*VORLIEGENDER TEXT*:
======
1.3.2. Im Übrigen hätte die Beschwerdeführerin für die Kosten des Untersuchungsverfahrens inklusive Einstellungsverfügung und Abklärungen zur Anwendbarkeit von Art. 54 StGB nach der Rechtsprechung in Anwendung von Art. 426 Abs. 2 StPO auch aufkommen müssen, wenn die Staatsanwaltschaft das Verfahren gestützt auf Art. 54 StGB eingestellt hätte. Das Bundesgericht entschied wiederholt, die Auflage der Verfahrenskosten bei einer Verfahrenseinstellung nach Art. 54 StGB verstosse angesichts des notwendigerweise in einem solchen Falle begangenen Delikts nicht gegen die Unschuldsvermutung (BGE 144 IV 202 E. 2.3, in: Pra 2019 Nr. 22; Urteile 6B_132/2022 vom 3. März 2023 E. 2.3; 6B_1018/2019 vom 23. Oktober 2019 E. 3).  
 
1.4. Die Kosten- und Entschädigungsfolgen im Rechtsmittelverfahren tragen die Parteien nach Massgabe ihres Obsiegens oder Unterliegens (Art. 428 Abs. 1 Satz 1 StPO). Ob eine Partei als obsiegend oder unterliegend gilt, hängt davon ab, in welchem Ausmass ihre vor Berufungsgericht gestellten Anträge gutgeheissen wurden (Urteile 6B_176/2019 vom 13. September 2019 E. 2.2; 6B_1118/2016 vom 10. Juli 2017 E. 1.2.2). Eine Verletzung von Art. 428 Abs. 1 Satz 1 StPO ist ebenfalls nicht ersichtlich, nachdem die Beschwerdeführerin im Berufungsverfahren mit ihren Anträgen unterlag.  
 
2.  
Die Beschwerde ist abzuweisen, soweit darauf eingetreten werden kann. Die Gerichtskosten sind ausgangsgemäss der Beschwerdeführerin aufzuerlegen (Art. 66 Abs. 1 BGG). Das Gesuch um unentgeltliche Rechtspflege ist zufolge Aussichtslosigkeit abzuweisen (Art. 64 Abs. 1 und 2 BGG). Der angespannten finanziellen Lage der Beschwerdeführerin ist mit reduzierten Gerichtskosten Rechnung zu tragen (Art. 65 Abs. 2 BGG).
======
*AUFGABENLISTE*:
#1 Nenne alle Urteile mit einem Aktenzeichen der Form „6B_…“, die im Urteilsauszug vorkommen, jeweils mit Datum.
#2 Fass den Urteilsauszug in zwei Sätzen zusammen.
#3 Gib im Urteilsauszug den Abschnitt von „1.4. Die Kosten- und“ bis „ihren Anträgen unterlag.“ wieder und benenne dabei „Berufungsgericht“ in „Obergericht“ um.

*VORLIEGENDE DATEN*:
======
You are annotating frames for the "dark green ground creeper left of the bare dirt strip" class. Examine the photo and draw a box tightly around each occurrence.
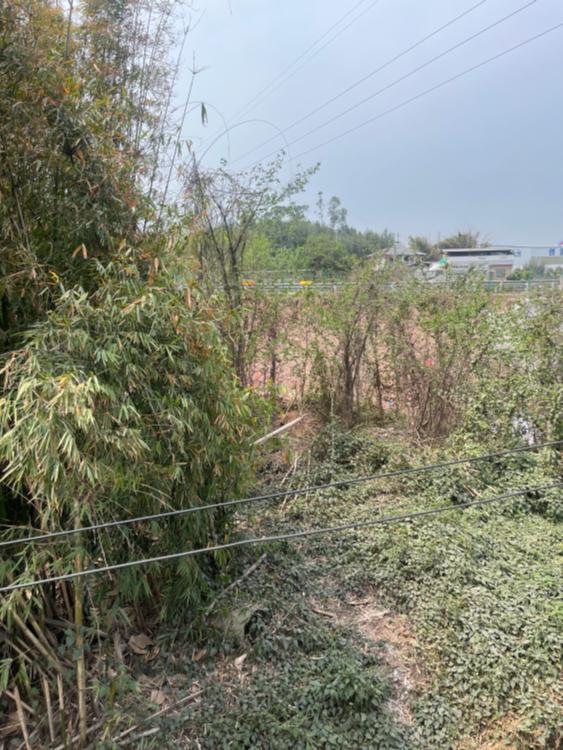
[159,551,409,750]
======
*ANTWORTEN*:
#1
- 6B_132/2022 vom 3. März 2023
- 6B_1018/2019 vom 23. Oktober 2019
- 6B_176/2019 vom 13. September 2019
- 6B_1118/2016 vom 10. Juli 2017

#2 Die Beschwerdeführerin hätte die Kosten des Untersuchungsverfahrens auch bei einer Einstellung nach Art. 54 StGB tragen müssen, und eine Verletzung von Art. 428 Abs. 1 Satz 1 StPO ist nicht ersichtlich, weil sie im Berufungsverfahren mit ihren Anträgen unterlag. Die Beschwerde wird abgewiesen, soweit darauf eingetreten werden kann, und auch das Gesuch um unentgeltliche Rechtspflege wird abgewiesen, doch werden die Gerichtskosten wegen ihrer angespannten finanziellen Lage reduziert.

#3
1.4. Die Kosten- und Entschädigungsfolgen im Rechtsmittelverfahren tragen die Parteien nach Massgabe ihres Obsiegens oder Unterliegens (Art. 428 Abs. 1 Satz 1 StPO). Ob eine Partei als obsiegend oder unterliegend gilt, hängt davon ab, in welchem Ausmass ihre vor Obergericht gestellten Anträge gutgeheissen wurden (Urteile 6B_176/2019 vom 13. September 2019 E. 2.2; 6B_1118/2016 vom 10. Juli 2017 E. 1.2.2). Eine Verletzung von Art. 428 Abs. 1 Satz 1 StPO ist ebenfalls nicht ersichtlich, nachdem die Beschwerdeführerin im Berufungsverfahren mit ihren Anträgen unterlag.